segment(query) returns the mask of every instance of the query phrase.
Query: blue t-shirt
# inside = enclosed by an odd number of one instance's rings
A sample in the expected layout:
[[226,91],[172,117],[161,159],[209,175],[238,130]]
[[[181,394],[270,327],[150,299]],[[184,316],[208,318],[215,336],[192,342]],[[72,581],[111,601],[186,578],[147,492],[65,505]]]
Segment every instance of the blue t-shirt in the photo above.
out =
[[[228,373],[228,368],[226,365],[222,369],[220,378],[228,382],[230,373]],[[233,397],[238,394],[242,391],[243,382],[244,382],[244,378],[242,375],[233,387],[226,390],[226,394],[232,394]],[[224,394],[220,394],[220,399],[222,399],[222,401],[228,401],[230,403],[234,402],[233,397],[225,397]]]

◇ ◇ ◇ ◇ ◇ ◇ ◇

Mettez à jour le listing ci-dessus en remplaçant « blue t-shirt » par « white t-shirt » partout où cette expression figure. Tout le reste doit demeurer inchangé.

segment(query) returns the mask of every instance of the query phrase.
Query: white t-shirt
# inside = enclosed by an odd number of one instance's rings
A sample in the expected layout:
[[226,91],[172,117],[161,159],[209,175],[238,130]]
[[[181,394],[270,327],[150,299]],[[184,316],[208,318],[215,336],[192,342]],[[72,581],[111,601],[186,578],[147,492],[65,505]]]
Segment every instance of the white t-shirt in the photo above.
out =
[[[228,373],[228,368],[226,365],[222,369],[220,378],[228,382],[230,373]],[[233,397],[238,394],[242,391],[243,382],[244,382],[244,378],[242,375],[233,387],[226,390],[226,394],[232,394]],[[224,394],[220,394],[220,399],[222,399],[222,401],[228,401],[230,403],[234,402],[233,397],[225,397]]]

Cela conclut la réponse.